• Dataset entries
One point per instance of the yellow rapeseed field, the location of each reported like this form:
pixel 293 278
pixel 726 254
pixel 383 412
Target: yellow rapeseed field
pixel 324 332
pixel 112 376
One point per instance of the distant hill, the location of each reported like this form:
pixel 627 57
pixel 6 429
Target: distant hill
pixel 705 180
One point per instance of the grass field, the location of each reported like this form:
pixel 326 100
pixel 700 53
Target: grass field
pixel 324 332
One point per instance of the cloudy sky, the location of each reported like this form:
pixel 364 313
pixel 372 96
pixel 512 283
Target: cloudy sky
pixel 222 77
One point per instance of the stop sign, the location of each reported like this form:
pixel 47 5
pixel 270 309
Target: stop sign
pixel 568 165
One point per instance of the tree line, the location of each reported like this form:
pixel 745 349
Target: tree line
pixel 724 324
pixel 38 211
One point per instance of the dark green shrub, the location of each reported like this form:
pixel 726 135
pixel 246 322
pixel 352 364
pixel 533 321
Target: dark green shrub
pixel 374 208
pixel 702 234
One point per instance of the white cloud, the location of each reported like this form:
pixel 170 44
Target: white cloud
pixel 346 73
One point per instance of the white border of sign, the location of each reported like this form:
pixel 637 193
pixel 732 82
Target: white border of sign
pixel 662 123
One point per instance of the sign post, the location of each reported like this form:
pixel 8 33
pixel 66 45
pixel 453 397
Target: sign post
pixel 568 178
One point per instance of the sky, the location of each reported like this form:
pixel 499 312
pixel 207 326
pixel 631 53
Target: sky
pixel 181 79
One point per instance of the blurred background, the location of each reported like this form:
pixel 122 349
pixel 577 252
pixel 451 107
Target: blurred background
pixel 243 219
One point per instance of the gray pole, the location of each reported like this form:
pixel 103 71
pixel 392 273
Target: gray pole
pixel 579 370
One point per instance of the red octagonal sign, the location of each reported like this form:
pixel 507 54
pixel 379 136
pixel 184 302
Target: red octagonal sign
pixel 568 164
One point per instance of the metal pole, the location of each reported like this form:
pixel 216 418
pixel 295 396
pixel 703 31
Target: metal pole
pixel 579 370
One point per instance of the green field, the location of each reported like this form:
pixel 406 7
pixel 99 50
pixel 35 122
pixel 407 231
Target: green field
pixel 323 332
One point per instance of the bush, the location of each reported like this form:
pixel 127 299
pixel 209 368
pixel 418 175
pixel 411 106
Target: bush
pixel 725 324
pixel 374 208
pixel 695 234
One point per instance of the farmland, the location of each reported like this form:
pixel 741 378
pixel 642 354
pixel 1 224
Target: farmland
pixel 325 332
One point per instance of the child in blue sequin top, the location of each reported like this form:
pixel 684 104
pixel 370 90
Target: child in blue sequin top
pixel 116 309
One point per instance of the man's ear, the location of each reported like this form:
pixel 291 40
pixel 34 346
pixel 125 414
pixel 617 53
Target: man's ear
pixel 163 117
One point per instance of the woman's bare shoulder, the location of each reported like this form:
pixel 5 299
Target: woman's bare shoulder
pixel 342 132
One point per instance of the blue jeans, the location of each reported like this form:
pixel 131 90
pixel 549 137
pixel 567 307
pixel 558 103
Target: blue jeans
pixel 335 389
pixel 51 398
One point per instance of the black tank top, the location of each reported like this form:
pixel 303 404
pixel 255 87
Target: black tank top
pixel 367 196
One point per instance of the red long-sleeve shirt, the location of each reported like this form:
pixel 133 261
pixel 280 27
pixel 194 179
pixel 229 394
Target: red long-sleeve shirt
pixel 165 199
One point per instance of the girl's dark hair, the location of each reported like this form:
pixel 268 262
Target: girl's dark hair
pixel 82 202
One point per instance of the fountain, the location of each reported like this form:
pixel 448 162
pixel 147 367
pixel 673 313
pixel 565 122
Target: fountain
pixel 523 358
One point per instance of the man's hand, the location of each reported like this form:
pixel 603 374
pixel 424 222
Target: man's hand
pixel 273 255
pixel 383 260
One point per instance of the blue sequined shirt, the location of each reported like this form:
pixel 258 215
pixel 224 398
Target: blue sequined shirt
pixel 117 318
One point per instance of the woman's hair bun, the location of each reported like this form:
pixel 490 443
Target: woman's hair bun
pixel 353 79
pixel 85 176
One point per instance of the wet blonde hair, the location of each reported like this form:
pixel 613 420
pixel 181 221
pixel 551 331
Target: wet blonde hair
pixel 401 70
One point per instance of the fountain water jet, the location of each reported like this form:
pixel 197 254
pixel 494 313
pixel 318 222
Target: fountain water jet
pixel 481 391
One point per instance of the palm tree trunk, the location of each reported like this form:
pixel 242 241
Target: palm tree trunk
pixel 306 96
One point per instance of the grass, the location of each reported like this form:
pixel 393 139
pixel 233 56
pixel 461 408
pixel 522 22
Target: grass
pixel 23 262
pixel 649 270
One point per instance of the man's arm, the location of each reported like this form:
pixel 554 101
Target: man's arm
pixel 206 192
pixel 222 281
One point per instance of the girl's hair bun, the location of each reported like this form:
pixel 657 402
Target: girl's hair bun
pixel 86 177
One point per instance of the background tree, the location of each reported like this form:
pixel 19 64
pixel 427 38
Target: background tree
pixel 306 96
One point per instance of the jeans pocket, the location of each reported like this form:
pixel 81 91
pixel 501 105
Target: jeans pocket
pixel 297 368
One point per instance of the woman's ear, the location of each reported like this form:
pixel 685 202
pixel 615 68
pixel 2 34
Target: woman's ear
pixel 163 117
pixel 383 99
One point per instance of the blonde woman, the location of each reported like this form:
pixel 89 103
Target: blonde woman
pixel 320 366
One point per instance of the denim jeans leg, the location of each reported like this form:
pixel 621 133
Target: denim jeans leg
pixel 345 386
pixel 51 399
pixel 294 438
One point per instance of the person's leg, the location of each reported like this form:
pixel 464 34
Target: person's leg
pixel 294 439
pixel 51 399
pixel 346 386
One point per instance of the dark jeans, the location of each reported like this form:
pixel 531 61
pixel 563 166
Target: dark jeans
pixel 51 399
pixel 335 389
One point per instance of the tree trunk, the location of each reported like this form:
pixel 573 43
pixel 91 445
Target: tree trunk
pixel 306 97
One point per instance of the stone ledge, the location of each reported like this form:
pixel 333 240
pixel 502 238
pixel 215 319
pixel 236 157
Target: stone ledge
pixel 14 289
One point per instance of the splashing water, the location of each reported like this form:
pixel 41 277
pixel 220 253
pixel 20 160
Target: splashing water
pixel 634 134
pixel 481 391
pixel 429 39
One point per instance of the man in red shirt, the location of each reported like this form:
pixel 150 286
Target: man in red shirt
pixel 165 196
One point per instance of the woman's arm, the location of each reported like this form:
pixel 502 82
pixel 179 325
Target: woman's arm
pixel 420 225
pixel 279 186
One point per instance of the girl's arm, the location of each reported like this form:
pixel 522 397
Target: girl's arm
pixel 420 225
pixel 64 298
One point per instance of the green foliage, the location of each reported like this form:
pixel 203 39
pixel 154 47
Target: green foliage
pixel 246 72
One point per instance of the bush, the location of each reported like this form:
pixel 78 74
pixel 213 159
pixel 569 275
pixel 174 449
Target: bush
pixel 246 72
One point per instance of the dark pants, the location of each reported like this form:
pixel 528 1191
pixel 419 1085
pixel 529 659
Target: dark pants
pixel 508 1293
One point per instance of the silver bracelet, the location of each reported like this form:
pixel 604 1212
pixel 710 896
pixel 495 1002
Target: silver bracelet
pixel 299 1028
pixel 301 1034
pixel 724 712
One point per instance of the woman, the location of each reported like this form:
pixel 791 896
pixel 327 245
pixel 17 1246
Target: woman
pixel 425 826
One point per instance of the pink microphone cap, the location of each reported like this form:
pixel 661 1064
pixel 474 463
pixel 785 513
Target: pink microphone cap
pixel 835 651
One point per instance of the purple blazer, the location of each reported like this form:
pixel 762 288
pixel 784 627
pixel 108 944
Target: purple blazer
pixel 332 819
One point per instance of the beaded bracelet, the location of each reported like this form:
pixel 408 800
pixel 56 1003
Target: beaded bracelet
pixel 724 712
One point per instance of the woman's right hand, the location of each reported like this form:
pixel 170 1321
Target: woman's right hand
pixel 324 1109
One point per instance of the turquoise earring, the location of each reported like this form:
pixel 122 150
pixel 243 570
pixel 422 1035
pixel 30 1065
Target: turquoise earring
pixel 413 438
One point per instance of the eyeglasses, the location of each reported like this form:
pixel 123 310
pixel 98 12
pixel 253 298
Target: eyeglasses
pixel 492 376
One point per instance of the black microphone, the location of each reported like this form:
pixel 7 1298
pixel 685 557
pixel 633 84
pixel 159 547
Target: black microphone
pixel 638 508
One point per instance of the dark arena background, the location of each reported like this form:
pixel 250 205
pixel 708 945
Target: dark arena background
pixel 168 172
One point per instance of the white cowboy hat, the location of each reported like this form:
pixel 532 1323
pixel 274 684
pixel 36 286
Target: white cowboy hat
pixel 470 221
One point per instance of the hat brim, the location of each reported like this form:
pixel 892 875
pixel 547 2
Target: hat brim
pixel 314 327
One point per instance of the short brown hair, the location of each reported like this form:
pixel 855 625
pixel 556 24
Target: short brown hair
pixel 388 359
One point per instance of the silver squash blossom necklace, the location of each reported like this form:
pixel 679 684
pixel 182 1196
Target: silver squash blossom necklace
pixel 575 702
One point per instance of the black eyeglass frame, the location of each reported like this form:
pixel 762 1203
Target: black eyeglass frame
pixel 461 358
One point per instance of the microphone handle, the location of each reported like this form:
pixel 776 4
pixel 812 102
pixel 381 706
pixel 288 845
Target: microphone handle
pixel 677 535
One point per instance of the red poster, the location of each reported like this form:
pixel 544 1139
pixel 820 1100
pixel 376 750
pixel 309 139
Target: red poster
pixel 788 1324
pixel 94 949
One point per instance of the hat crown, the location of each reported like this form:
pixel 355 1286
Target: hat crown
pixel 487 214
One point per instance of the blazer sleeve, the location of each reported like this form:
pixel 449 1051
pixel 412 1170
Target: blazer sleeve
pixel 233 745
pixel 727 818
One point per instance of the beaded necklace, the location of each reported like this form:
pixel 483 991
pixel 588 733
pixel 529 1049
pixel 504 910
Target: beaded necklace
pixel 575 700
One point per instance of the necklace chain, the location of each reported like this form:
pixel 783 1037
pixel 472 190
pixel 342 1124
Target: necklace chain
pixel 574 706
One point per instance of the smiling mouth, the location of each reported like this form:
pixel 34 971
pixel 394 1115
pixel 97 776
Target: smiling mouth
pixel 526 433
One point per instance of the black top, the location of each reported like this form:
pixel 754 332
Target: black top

• ACTIVITY
All that is wanted is an exact copy of the lines above from the one with "pixel 551 331" through the one with "pixel 242 241", with both ends included.

• WORKED SOLUTION
pixel 551 331
Target: wet blonde hair
pixel 401 70
One point per instance of the fountain water jet, the location of each reported like this form:
pixel 197 254
pixel 494 313
pixel 318 222
Target: fountain water jet
pixel 481 391
One point per instance of the palm tree trunk, the location of each reported like this form:
pixel 242 241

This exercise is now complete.